--- BEGIN Input for this task ---

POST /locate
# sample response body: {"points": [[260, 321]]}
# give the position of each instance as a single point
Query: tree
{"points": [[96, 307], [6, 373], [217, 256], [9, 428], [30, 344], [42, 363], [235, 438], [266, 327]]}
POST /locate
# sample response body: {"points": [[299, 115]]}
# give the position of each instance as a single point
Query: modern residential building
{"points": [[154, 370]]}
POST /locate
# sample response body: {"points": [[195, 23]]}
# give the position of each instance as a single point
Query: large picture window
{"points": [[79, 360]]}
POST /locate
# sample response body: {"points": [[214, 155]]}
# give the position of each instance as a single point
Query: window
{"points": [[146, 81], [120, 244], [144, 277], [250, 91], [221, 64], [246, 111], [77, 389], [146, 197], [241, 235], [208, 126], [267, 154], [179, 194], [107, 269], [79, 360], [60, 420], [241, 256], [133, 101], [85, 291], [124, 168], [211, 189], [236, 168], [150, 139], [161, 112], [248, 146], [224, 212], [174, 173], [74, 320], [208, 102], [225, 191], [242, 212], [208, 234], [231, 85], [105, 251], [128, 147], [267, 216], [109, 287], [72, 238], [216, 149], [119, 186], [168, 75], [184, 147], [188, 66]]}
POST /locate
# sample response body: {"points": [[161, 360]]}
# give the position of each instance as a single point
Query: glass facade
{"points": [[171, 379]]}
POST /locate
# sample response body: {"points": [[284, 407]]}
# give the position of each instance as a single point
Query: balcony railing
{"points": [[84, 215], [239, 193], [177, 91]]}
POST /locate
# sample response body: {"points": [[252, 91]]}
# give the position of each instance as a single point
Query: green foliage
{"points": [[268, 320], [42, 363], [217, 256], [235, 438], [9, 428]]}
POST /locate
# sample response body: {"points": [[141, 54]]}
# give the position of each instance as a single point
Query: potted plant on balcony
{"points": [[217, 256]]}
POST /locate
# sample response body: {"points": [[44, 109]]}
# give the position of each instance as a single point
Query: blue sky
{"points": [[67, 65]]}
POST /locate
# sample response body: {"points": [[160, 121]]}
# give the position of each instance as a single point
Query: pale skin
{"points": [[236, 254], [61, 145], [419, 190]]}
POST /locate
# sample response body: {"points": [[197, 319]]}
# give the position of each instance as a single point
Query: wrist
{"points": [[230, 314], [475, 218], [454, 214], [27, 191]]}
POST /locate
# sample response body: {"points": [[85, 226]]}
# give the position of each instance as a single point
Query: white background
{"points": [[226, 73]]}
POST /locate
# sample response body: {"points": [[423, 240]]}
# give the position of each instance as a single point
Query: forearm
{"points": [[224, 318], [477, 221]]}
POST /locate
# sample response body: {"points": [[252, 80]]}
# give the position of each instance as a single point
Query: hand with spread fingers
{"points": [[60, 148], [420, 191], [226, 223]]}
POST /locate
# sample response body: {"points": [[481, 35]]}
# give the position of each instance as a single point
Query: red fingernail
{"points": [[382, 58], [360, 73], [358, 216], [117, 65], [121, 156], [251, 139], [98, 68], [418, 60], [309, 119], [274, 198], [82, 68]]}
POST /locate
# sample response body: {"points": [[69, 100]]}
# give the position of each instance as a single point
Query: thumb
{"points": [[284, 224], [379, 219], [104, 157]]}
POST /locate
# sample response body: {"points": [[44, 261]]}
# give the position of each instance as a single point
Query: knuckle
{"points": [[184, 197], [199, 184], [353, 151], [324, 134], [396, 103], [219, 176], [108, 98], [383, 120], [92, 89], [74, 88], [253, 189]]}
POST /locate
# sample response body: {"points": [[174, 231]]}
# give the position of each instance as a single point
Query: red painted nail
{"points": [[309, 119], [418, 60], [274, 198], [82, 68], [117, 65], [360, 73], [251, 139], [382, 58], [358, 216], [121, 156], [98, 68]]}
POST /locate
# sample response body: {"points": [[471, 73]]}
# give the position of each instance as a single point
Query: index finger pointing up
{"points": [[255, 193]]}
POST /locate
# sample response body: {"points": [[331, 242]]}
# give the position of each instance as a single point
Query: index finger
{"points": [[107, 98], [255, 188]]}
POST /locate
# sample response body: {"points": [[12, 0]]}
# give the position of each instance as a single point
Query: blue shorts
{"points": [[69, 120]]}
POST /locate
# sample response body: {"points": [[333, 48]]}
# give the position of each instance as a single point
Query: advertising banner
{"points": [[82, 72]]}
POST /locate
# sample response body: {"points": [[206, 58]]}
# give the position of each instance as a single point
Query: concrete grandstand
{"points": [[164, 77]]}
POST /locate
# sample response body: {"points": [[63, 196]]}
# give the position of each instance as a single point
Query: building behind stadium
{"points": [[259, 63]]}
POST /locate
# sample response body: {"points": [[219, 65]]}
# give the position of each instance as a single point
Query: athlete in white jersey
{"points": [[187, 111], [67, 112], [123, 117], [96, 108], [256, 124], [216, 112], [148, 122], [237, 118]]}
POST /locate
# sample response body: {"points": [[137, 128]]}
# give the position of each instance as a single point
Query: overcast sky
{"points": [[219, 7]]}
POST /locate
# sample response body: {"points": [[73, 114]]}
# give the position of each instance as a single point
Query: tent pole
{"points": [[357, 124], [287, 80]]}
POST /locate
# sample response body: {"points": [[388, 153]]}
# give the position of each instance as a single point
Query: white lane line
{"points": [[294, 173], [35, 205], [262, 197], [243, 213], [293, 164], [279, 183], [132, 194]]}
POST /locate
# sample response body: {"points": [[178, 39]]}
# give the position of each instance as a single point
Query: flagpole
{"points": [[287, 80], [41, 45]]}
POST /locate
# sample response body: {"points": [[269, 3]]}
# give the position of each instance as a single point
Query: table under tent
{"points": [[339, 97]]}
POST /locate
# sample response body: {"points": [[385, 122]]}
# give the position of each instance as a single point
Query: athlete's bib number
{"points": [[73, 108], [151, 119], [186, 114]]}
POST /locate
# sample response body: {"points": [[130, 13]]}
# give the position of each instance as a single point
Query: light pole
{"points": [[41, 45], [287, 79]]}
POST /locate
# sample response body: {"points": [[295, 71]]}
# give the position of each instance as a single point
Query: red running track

--- END Input for this task ---

Goal :: Pull out each line above that contains the word "balcony". Upper and lower case must match.

Answer ::
Query: balcony railing
Query: potted plant on balcony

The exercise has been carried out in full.